When I started my exercise routine several years ago, I put my shoes and workout clothes on the floor right next to my bed so I tripped over them when I swung out of bed. When my feet landed on my workout clothes, it was an immediate trigger to go do a workout.

I also set up my coffee machine the night before so all I had to do was flip the switch. I guarantee you that if I’d had to put water in the machine, measure out the coffee, find my cup and then flip the switch—there would have been many a morning I would have just given up on the workout.

Plus, I made sure I had a podcast loaded on my phone the night before so I wouldn’t get sidetracked in the morning. Having a podcast I really wanted to hear during my workout was one of the best triggers I implemented in my new routine.

As silly as it sounds, these small triggers were key to my success with my workout routine.
These triggers made it less likely that I’d scrap my routine on those mornings I just wanted to stay in bed. Small triggers throughout the process can be significant when building a new routine.

Schedule the new routine

Add your new routine to your planner and be sure to leave enough time for the routine. In the beginning, you don’t want to rush your new routine. Rushing the new routine will make it negative. Think of your new routine like a gourmet meal—you wouldn’t want to rush through a beautiful plate of food.
___
§ **Objective 1**
In the routine-building passage, why did the writer set up the coffee machine the night before?
§ **Objective 2**
Keep writing the routine-building passage, starting after its last sentence.

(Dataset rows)
___
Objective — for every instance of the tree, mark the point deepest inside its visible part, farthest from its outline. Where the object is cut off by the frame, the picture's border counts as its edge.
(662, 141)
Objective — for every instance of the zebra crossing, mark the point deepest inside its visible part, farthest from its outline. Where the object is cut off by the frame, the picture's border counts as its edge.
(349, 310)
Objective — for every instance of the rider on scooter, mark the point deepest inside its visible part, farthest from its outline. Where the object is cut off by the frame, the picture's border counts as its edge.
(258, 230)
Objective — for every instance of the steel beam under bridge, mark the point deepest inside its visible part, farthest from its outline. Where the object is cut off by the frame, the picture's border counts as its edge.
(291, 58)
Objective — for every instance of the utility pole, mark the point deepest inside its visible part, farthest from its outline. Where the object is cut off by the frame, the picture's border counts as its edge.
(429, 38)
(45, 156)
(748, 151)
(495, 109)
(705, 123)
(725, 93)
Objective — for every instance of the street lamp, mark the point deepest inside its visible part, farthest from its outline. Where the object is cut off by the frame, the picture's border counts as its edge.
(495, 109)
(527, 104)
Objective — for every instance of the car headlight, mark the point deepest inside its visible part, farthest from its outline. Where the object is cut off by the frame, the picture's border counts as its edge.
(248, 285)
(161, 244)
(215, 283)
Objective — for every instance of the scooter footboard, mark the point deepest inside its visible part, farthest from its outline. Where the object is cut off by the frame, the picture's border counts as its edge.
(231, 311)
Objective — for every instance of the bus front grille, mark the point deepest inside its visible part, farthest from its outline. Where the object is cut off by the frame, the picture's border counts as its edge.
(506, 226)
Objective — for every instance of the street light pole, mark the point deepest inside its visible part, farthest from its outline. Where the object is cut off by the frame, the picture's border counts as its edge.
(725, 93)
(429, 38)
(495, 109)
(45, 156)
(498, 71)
___
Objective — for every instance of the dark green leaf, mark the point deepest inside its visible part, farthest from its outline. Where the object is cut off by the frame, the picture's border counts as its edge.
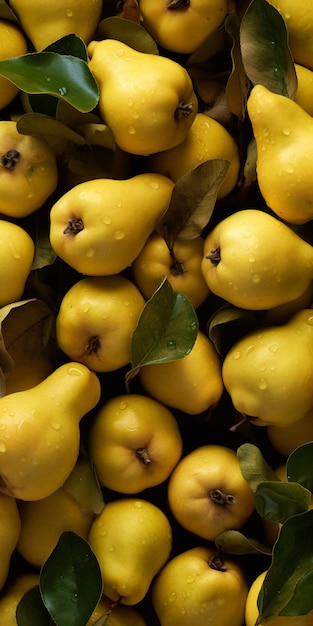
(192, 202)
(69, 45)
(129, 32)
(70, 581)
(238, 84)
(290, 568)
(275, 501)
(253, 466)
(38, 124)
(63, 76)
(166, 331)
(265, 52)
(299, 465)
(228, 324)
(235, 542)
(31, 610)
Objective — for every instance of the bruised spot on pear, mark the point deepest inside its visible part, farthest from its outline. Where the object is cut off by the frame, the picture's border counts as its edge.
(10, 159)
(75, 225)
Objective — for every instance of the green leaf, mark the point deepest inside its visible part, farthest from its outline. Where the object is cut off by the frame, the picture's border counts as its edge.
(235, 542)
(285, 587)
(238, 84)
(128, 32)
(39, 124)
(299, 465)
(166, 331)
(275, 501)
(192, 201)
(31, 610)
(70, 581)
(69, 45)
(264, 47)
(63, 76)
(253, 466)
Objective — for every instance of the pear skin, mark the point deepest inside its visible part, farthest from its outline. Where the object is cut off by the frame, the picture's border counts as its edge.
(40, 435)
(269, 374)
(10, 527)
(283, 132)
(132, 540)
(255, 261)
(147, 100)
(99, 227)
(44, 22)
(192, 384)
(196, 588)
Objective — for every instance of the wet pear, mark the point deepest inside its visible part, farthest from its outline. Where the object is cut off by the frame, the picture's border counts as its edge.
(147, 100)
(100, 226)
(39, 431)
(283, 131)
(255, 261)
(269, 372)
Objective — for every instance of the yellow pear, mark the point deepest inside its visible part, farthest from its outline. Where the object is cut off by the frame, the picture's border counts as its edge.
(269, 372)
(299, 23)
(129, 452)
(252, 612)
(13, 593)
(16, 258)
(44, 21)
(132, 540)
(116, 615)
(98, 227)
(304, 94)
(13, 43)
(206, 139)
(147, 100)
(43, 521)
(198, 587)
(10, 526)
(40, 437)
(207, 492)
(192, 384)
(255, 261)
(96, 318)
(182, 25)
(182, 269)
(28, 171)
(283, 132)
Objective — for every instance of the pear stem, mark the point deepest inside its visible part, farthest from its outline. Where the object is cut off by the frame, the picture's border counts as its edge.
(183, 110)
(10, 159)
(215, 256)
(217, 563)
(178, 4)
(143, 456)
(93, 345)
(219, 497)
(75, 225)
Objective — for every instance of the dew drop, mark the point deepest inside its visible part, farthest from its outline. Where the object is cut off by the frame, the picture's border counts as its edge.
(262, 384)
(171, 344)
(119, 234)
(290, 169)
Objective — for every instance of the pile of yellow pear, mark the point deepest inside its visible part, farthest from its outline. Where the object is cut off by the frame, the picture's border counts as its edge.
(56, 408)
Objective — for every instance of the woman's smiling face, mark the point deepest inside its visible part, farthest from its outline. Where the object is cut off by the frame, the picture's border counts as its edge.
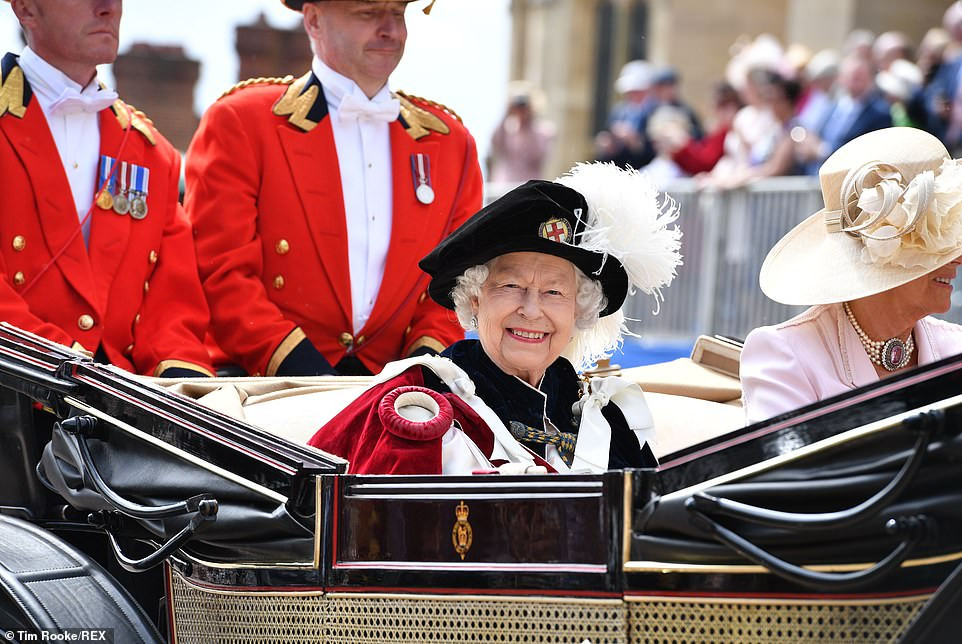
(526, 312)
___
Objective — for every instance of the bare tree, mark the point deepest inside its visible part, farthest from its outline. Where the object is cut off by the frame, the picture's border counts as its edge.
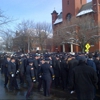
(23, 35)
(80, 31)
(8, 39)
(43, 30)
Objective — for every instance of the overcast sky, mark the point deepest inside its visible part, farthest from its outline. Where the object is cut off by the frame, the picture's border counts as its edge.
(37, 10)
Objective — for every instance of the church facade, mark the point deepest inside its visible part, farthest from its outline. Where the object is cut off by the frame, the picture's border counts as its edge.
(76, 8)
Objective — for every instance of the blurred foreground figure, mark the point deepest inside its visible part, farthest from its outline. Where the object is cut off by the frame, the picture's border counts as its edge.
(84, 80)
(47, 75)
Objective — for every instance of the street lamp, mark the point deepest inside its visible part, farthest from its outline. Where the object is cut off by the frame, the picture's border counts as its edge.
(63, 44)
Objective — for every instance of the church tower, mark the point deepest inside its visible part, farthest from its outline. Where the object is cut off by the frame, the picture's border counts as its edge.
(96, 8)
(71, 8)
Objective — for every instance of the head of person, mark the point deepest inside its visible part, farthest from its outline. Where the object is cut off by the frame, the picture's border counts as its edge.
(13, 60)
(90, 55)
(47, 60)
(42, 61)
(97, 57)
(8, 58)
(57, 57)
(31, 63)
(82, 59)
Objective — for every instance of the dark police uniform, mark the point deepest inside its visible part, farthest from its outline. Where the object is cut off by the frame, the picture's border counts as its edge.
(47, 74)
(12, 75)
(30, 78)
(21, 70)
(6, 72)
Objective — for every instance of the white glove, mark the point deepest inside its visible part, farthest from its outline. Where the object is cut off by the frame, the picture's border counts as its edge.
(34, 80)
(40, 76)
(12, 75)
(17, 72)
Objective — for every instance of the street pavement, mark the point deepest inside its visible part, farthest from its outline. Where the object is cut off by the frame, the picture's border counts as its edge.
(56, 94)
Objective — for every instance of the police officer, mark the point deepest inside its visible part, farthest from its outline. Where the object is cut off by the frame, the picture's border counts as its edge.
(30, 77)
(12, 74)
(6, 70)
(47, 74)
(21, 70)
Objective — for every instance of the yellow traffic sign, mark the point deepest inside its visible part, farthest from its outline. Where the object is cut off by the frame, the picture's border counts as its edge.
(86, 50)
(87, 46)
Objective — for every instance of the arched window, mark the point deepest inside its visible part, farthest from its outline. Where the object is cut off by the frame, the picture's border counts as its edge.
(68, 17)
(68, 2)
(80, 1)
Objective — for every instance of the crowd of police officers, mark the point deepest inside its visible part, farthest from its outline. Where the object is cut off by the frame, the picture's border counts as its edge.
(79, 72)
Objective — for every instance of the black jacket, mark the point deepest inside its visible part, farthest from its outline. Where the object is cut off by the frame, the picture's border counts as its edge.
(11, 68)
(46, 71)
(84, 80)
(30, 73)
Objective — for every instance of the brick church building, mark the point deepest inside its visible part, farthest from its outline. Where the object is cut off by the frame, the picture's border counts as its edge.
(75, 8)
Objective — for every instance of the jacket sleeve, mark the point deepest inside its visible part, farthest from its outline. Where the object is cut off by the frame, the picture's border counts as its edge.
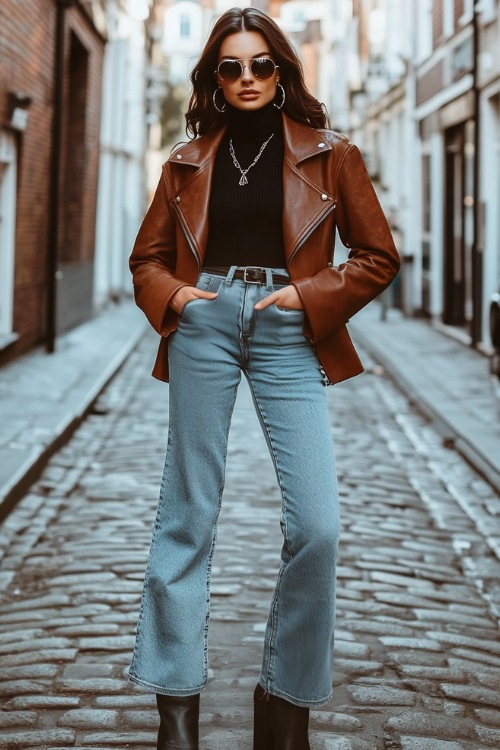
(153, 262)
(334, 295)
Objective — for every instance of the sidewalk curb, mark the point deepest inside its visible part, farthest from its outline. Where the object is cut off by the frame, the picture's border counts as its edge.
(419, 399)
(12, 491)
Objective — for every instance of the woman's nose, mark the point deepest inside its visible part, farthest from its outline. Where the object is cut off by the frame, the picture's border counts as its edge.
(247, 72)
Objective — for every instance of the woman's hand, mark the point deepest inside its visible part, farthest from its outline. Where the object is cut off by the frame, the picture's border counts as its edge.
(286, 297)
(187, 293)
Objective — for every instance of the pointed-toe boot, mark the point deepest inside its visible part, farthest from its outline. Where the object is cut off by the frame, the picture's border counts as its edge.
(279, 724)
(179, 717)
___
§ **Final result 1**
That way, all the writer had to do in the morning was flip the switch. If the writer had also had to put water in the machine, measure out the coffee, and find a cup, there would have been many mornings when they gave up on the workout.

§ **Final result 2**
Measure your results

I like data, so I keep track of the results of any new routine in my planner and journal. Measuring my results also allows me to see other elements that might be impacting my new routine.

By tracking my daily reading, I noticed that reading at the end of the day was less successful. When I switched my reading to first thing in the morning or after a break of some sort (nap or exercise) I got more read and remembered it.

Have an accountability partner

But, as useful as data is, for most of us, we also need a human element to our accountability system—a mentor, coach, mastermind group, trusted friend. Having someone you don’t want to disappoint can be indispensable for keeping you accountable.

Set up a reward system

Behavioral research has shown that it’s important that we mark our wins with rewards. How you measure yourself is up to you, but be sure to pick a measurement and a reward that will motivate you and mean something.

Using time as a marker to measure a new routine is common. Set up a reward system if you maintain a routine for a certain period of time. Make the reward meaningful and escalate the reward as you improve on your routine. Be sure to take a few minutes to bask in the glory of your success.

Final thoughts on designing great routines:

  • It’s all about you.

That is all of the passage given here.